** BEGIN Provided text **

Competing internationally is not just about wages. It is about total cost -- design, quality and customer satisfaction. It is about an organization's and the broader communities' legacy and the need to work with an integrated and balanced value proposition. It is about the future of the United States.

 

The outsourcing issue was highlighted by the recent visit to the United States of Chinese President Hu Jintao. The United States must carefully and thoroughly examine the role the private sector plays in supporting outsourcing that, month after month, saps the future energy from the American economy. In 2005 alone, the imbalance of payments with China was approximately half the U.S. national debt.

 

Supporting China

 

Simply put, China artificially maintains a set currency that provides goods and services to the United States at somewhere between 30 percent and 40 percent of their actual cost. With this hard currency funding from the United States, China is building its military and economic strength on the back of the U.S. consumer. While Americans pay more than $3 a gallon for gasoline, the Chinese government provides its people and industry gasoline at $0.40 a gallon, up recently from just $0.10 cents a gallon.

 

There are many ways to justify purchasing goods from China or other countries that have managed economies or are paying substandard wages. Such low-cost goods do increase the standard of living for the average American. Massive discount stores selling goods from China are a staple of the U.S. economy. The American public, too, is providing these underdeveloped countries with their first real chance to increase their standard of living -- raising incomes from a few dollars a day to a few dollars an hour. Our support for their development of a free enterprise system has already generated many multimillionaires and is resulting in a solid accumulation of capital wealth.

** END Provided text **

> Aim of the task
Answer these questions from the passage on outsourcing and China:
1. Whose recent visit to the United States highlighted the outsourcing issue?
2. At what share of their actual cost does China's set currency provide goods and services to the United States?
3. At what price per gallon does the Chinese government now provide gasoline to its people and industry?

** BEGIN Data excerpt **

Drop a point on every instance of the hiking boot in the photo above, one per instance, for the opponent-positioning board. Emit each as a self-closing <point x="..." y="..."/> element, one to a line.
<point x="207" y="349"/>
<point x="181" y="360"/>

** END Data excerpt **

> Reply to the task
1. Chinese President Hu Jintao
2. Between 30 percent and 40 percent
3. $0.40 a gallon